> _STATED TASK_
Please locate each line in the records below that contains the string "textured", and copy those lines.

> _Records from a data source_

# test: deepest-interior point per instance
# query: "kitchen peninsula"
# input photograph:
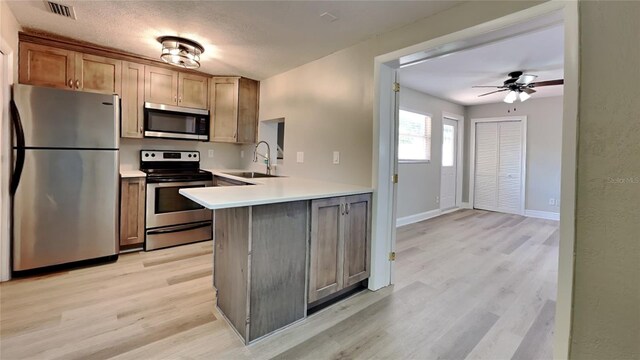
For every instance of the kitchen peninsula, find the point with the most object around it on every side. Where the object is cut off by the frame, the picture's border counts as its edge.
(282, 245)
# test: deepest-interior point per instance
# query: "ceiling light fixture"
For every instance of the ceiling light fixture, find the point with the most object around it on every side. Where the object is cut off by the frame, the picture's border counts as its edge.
(523, 96)
(511, 97)
(181, 52)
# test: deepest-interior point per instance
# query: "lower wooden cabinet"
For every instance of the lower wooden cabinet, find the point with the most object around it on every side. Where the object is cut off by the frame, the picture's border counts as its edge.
(132, 202)
(340, 251)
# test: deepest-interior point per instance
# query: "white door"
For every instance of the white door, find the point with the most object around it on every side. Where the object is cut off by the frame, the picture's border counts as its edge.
(498, 166)
(448, 173)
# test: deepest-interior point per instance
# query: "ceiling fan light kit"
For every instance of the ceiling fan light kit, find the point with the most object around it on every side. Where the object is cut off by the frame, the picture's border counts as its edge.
(181, 52)
(511, 97)
(520, 86)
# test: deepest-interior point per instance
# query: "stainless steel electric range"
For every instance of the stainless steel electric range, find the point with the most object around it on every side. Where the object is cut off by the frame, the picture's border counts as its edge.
(172, 219)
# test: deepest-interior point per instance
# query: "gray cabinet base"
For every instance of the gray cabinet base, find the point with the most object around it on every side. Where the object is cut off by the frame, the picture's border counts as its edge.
(260, 264)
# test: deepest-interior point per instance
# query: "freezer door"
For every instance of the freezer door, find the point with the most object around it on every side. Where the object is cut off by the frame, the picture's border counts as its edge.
(65, 207)
(56, 118)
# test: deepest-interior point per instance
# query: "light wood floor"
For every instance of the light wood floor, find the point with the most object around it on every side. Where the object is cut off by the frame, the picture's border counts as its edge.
(470, 284)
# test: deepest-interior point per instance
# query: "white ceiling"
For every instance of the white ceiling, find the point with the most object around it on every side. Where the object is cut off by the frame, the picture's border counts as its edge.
(256, 39)
(451, 77)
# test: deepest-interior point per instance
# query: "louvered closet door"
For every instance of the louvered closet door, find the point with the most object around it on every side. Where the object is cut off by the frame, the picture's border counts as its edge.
(486, 166)
(510, 166)
(498, 166)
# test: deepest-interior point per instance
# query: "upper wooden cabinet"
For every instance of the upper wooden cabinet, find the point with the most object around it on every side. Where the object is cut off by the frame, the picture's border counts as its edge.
(163, 86)
(98, 74)
(193, 91)
(132, 99)
(46, 66)
(43, 65)
(234, 109)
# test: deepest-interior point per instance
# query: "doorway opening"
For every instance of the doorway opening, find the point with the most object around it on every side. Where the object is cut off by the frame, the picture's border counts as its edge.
(386, 164)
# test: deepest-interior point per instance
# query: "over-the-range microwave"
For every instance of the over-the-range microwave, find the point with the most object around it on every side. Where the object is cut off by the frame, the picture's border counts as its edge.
(175, 122)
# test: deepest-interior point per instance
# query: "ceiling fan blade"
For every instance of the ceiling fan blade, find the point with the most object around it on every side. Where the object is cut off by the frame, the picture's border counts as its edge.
(547, 83)
(526, 79)
(493, 92)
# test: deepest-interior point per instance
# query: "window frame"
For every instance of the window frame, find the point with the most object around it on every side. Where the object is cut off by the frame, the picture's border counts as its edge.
(430, 138)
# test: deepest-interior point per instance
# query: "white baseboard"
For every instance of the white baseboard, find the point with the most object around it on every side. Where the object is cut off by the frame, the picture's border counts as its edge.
(542, 214)
(417, 217)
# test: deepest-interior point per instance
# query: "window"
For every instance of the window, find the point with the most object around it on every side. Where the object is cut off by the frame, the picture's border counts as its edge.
(414, 137)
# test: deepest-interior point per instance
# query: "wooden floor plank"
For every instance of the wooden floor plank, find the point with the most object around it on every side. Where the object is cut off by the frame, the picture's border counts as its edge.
(471, 283)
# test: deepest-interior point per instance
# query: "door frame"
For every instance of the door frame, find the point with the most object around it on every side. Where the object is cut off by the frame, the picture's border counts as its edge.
(459, 156)
(383, 229)
(523, 160)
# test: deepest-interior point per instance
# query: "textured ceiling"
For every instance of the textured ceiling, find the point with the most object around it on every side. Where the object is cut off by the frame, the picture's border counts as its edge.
(452, 77)
(257, 39)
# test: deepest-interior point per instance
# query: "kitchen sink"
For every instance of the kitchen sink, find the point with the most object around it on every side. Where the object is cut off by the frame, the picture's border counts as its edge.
(249, 175)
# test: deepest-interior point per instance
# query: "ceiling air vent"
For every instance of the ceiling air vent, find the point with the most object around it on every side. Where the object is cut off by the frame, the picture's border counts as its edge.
(60, 9)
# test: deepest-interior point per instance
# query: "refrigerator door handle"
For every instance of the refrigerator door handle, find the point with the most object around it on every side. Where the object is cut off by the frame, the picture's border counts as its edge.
(20, 143)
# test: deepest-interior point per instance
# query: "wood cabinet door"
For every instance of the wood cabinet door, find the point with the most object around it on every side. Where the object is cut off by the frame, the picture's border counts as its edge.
(326, 250)
(193, 91)
(160, 86)
(132, 100)
(132, 201)
(224, 109)
(248, 95)
(357, 238)
(98, 74)
(42, 65)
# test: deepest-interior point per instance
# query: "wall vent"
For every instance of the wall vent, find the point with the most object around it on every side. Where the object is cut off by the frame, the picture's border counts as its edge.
(60, 9)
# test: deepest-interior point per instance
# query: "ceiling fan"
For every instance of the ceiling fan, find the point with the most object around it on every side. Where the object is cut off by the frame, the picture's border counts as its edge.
(520, 85)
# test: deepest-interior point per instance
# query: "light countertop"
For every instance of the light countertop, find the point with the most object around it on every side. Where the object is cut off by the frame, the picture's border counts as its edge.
(131, 173)
(267, 191)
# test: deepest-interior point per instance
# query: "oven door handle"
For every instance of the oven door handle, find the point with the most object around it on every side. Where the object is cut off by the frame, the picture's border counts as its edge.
(179, 228)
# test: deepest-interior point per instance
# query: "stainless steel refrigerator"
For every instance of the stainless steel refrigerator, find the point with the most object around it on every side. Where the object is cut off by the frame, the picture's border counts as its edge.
(65, 180)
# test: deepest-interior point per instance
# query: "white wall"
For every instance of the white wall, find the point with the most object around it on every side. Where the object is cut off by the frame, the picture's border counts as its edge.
(9, 28)
(419, 183)
(224, 155)
(328, 103)
(544, 145)
(606, 302)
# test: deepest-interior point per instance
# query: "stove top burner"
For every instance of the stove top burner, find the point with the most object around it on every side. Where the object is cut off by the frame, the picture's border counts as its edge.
(172, 166)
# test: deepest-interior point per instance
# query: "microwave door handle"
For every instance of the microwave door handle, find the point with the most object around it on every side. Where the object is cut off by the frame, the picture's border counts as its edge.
(20, 143)
(178, 228)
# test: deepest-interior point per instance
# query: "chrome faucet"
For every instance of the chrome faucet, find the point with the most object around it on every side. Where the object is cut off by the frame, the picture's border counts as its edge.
(266, 157)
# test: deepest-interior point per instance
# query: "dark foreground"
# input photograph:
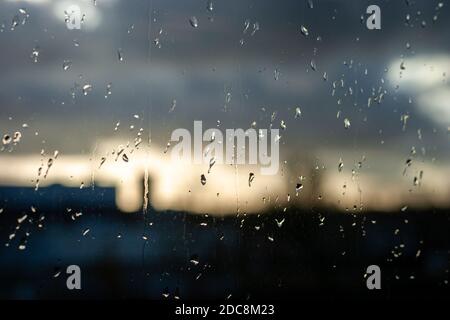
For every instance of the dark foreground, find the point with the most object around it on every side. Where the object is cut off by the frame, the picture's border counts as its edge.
(316, 253)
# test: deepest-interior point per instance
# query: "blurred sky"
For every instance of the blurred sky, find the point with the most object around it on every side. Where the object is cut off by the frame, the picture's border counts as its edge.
(265, 68)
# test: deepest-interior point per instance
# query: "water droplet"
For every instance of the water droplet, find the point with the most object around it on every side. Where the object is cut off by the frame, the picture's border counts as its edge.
(194, 260)
(340, 165)
(86, 89)
(35, 54)
(280, 223)
(193, 21)
(304, 31)
(251, 177)
(212, 161)
(108, 90)
(346, 123)
(120, 55)
(7, 139)
(203, 179)
(67, 64)
(209, 6)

> _TASK RESULT_
# query: "textured ceiling"
For every instance of the textured ceiling, find the point with the most object around it on every side. Where the object is cut off by the frame, the picture's border counts as its edge.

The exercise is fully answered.